---------- Bacaan

Tentang sahnya perkawinan, sebagian
orang ada yang mengartikan, jika suatu perkawinan telah memenuhi syarat
dan rukun nikah atau ijab kabul telah dilaksanakan (bagi umat Islam) atau
pendeta/pastur telah melaksanakan pemberkatan atau ritual lainnya (bagi yang
non muslim), maka perkawinan tersebut adalah sah, terutama di mata agama dan
kepercayaan masyarakat. Karena sudah dianggap sah, maka akibatnya banyak
perkawinan yang tidak dicatatkan. Bisa dengan alasan biaya yang mahal, prosedur
berbelit-belit atau untuk menghilangkan jejak dan bebas dari tuntutan hukum dan
hukuman adiministrasi dari instansi tempat bekerja, terutama perkawinan kedua dan seterusnya. Perkawinan
yang tidak dicatatkan ini dikenal dengan istilah Perkawinan Bawah Tangan (Nikah
Syiri’).
Dilema Biaya Pencatatan Perkawinan
Biaya pencatatan
perkawinan yang dibebankan KUA kepada masyarakat yang melangsungkan perkawinan
selama ini, mengacu pada Peraturan Pemerintah No. 47 tahun 2004 tentang Tarif
atas Jenis Penerimaan Negara Bukan Pajak yang Berlaku pada Departemen Agama
terkait biaya Pencatatan Nikah dan Rujuk, yaitu sebesar Rp. 30.000 per
peristiwa nikah. Hampir semua KUA mengumumkan biaya ini di papan pengumuman yang ada di depan kantor. Setiap
orang yang datang ke KUA dan bertanya berapa biaya menikah, pihak KUA
menegaskan kalau biaya pencatatan berdasarkan peraturan sebesar Rp. 30.000,-
Bahkan jika warga masyarakat membawa surat keterangan tidak mampu yang disahkan
oleh pihak RT (Rukun Tetangga) hingga
Kelurahan, calon pengantin dibebaskan
sama sekali dari biaya administrasi Pencatatan Perkawinan.

--------------------
---------- Data yang Diberikan

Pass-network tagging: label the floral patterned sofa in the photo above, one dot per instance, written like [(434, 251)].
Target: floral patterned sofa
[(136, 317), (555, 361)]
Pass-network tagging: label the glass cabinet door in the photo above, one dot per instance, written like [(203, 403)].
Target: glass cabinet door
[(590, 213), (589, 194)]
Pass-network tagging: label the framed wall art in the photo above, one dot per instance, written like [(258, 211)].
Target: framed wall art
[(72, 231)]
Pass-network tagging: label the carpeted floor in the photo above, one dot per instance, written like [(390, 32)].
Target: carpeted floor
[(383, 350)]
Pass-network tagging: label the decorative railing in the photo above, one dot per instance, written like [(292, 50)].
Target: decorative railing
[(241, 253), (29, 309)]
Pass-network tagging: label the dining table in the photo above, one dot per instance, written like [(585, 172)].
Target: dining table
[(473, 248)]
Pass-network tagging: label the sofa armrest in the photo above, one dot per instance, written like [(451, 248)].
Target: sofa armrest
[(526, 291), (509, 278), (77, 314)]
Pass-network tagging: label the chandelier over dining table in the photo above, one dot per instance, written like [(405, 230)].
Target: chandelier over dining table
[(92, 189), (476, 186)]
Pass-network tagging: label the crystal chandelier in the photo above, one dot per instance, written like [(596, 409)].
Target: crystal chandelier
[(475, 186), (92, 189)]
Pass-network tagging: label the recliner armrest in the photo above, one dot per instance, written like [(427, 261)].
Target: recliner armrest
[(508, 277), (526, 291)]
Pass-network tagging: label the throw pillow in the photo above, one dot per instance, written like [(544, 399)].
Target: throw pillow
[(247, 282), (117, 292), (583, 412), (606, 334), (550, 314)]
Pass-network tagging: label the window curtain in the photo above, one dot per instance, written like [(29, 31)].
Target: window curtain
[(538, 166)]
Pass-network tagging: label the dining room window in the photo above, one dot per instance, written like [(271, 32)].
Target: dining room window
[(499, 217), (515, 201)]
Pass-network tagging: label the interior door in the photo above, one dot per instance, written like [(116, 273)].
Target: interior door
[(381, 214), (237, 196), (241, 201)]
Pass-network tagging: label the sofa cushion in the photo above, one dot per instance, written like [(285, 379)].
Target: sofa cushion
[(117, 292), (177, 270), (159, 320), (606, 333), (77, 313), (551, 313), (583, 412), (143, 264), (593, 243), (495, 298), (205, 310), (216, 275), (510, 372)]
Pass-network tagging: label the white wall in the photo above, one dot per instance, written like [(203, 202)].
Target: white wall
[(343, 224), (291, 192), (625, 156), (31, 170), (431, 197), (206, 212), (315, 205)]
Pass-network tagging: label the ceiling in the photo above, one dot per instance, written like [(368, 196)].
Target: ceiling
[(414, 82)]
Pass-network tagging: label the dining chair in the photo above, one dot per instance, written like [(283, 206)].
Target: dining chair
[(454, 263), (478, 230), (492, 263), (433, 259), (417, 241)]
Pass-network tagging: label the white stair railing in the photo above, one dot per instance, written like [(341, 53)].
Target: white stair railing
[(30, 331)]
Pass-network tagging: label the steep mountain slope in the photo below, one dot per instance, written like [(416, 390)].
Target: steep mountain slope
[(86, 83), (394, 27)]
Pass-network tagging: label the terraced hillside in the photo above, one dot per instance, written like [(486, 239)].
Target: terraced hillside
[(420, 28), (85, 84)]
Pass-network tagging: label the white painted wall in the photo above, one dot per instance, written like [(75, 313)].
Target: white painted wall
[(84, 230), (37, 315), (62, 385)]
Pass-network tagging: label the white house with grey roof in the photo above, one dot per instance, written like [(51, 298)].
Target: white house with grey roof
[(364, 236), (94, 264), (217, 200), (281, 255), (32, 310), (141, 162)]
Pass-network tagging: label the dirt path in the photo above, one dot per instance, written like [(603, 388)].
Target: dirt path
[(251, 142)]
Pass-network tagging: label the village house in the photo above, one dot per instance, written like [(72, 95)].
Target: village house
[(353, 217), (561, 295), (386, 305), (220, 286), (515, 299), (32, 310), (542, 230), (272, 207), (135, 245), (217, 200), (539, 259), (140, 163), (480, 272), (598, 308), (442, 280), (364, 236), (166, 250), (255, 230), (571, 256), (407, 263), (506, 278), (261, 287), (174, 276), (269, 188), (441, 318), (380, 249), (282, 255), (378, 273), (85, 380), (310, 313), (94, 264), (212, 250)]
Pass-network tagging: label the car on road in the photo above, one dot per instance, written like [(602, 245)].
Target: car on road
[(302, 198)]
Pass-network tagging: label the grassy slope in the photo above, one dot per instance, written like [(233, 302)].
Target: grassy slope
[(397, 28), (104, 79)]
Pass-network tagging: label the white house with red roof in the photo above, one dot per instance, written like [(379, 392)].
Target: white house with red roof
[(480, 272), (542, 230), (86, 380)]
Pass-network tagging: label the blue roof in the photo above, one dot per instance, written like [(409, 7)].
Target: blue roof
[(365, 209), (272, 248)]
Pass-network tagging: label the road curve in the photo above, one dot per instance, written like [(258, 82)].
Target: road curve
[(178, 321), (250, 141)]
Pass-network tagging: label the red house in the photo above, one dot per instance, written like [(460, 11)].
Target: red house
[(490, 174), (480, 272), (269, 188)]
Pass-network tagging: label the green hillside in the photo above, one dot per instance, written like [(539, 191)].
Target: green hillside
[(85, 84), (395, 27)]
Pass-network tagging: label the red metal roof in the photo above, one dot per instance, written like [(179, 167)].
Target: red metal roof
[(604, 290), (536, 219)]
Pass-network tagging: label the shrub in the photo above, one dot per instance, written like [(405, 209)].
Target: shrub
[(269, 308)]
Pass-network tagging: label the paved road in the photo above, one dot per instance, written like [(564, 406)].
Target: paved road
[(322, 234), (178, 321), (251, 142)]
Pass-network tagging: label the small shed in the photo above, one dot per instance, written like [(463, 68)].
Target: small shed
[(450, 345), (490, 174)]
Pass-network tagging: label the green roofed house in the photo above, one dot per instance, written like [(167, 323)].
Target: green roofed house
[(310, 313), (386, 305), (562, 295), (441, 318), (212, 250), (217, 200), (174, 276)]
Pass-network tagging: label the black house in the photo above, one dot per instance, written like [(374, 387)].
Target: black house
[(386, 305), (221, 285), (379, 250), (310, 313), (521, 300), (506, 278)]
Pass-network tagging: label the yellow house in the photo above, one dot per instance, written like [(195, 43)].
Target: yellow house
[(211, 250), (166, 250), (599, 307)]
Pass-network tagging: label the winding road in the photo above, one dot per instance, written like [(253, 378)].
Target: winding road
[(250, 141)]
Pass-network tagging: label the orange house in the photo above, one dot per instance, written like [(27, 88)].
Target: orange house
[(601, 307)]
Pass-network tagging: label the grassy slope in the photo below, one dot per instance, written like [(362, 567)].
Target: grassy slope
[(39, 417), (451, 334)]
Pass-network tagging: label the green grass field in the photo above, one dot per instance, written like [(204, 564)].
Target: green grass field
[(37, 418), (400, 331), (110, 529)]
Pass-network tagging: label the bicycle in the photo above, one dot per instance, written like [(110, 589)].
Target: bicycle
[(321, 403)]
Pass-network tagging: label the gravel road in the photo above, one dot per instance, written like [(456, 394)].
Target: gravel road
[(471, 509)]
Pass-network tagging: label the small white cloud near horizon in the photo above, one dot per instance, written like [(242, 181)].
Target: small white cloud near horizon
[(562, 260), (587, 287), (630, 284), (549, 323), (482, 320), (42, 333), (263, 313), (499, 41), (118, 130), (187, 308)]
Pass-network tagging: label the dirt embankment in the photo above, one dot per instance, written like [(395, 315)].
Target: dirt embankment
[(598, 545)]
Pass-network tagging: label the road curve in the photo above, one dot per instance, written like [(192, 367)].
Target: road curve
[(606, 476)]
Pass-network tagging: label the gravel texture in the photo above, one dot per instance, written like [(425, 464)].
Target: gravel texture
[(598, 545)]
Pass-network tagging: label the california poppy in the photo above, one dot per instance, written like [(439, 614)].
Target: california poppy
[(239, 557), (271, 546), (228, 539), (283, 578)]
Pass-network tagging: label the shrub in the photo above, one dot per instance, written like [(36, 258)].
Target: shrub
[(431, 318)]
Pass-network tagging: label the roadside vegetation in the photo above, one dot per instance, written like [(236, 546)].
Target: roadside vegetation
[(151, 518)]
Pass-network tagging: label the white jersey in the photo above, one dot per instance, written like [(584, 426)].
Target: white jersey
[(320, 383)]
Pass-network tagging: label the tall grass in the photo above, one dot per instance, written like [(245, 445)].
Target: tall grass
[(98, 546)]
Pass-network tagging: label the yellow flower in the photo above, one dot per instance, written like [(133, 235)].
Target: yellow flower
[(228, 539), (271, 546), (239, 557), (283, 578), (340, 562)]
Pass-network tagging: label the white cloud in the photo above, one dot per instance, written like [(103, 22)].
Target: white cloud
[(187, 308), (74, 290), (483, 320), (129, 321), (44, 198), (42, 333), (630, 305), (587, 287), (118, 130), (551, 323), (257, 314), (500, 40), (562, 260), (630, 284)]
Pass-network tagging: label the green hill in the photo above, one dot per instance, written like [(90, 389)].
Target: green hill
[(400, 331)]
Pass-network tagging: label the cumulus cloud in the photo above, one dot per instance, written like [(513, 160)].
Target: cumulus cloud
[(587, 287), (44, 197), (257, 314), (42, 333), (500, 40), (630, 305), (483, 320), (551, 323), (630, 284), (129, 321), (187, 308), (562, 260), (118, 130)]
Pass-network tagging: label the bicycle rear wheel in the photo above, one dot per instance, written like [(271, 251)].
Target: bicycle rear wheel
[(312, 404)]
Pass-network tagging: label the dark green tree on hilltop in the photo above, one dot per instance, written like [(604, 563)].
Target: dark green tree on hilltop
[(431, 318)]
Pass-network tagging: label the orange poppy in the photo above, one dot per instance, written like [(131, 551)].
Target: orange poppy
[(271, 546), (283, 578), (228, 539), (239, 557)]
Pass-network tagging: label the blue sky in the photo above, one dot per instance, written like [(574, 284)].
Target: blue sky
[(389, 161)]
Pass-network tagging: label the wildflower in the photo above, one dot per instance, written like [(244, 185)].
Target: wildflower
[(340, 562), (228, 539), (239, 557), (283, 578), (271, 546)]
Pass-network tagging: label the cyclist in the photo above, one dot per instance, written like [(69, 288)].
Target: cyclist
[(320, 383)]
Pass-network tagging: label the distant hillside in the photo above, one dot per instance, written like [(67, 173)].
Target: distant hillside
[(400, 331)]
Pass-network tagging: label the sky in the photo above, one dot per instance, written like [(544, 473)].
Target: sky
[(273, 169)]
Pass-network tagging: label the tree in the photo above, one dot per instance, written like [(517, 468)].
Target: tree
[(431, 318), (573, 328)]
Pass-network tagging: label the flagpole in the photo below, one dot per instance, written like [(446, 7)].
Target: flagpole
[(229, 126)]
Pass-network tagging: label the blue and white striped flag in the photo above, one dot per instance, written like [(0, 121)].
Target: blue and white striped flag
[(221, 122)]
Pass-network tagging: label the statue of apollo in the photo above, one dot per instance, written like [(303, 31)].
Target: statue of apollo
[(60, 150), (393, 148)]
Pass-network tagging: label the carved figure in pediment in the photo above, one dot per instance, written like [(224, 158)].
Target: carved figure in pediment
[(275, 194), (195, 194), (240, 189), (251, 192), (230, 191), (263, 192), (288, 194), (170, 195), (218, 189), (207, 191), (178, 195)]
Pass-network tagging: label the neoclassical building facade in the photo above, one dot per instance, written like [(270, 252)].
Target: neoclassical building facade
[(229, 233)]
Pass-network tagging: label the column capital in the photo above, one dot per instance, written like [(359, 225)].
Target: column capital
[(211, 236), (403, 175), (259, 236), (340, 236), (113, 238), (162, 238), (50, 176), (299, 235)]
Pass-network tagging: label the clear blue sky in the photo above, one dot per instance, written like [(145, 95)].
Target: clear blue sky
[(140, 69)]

--------------------

Daftar Tugas:
1. Perbarui bagian teks tentang pencatatan perkawinan mulai dari "Dilema Biaya Pencatatan" sampai dengan "administrasi Pencatatan Perkawinan.", dengan mengganti "KUA" menjadi "Kantor Urusan Agama".
2. Lanjutkan teks tentang pencatatan perkawinan dari kalimat terakhir yang tercantum.

Jawaban per Tugas:
1.
Dilema Biaya Pencatatan Perkawinan
Biaya pencatatan
perkawinan yang dibebankan Kantor Urusan Agama kepada masyarakat yang melangsungkan perkawinan
selama ini, mengacu pada Peraturan Pemerintah No. 47 tahun 2004 tentang Tarif
atas Jenis Penerimaan Negara Bukan Pajak yang Berlaku pada Departemen Agama
terkait biaya Pencatatan Nikah dan Rujuk, yaitu sebesar Rp. 30.000 per
peristiwa nikah. Hampir semua Kantor Urusan Agama mengumumkan biaya ini di papan pengumuman yang ada di depan kantor. Setiap
orang yang datang ke Kantor Urusan Agama dan bertanya berapa biaya menikah, pihak Kantor Urusan Agama
menegaskan kalau biaya pencatatan berdasarkan peraturan sebesar Rp. 30.000,-
Bahkan jika warga masyarakat membawa surat keterangan tidak mampu yang disahkan
oleh pihak RT (Rukun Tetangga) hingga
Kelurahan, calon pengantin dibebaskan
sama sekali dari biaya administrasi Pencatatan Perkawinan.

2.
Hanya saja, banyak masyarakat yang belum
mengetahui besaran biaya ini, sekalipun
sudah banyak KUA yang berusaha menginformasikan. Juga banyak warga masyarakat
yang tidak mengetahui prosedur administrasi pencatatan pernikahan yang ada di
KUA, karena kebiasaan masyarakat yang
selalu meminta pihak ketiga untuk mengurus administrasi pencatatan pernikahan
mereka. Selain itu, memang masyarakat tidak mengetahui ini, karena kurangnya
sosialisasi dari pihak KUA dan petugas-petugas yang tidak menjelaskan prosedur
dan biaya resmi administrasi pencatatan perkawinan kepada masyarakat.
Menurut Undang-Undang Nomor 22 Tahun
1946 tentang Pencatatan Nikah, Talak, dan Rujuk, pelaksanaan
pernikahan/perkawinan diawasi oleh Pegawai Pencatat Nikah (PPN) yang di
masyarakat lebih dikenal dengan sebutan penghulu. Upacara pernikahan di mana
seorang penghulu menjadi pimpinan, adalah suatu kegiatan yang sangat sakral
dalam pandangan masyarakat Indonesia. Jika seorang Penghulu harus menikahkan
seseorang dengan jarak yang cukup jauh dari kantor meminta biaya tambahan
dengan alasan membutuhkan biaya transportasi adalah hal yang wajar. Tetapi akan
tidak wajar apabila biaya untuk transport itu sendiri tidak terukur, atau tidak
ditetapkan oleh Pemerintah atau Kepala KUA sebagai pemegang kewenangan.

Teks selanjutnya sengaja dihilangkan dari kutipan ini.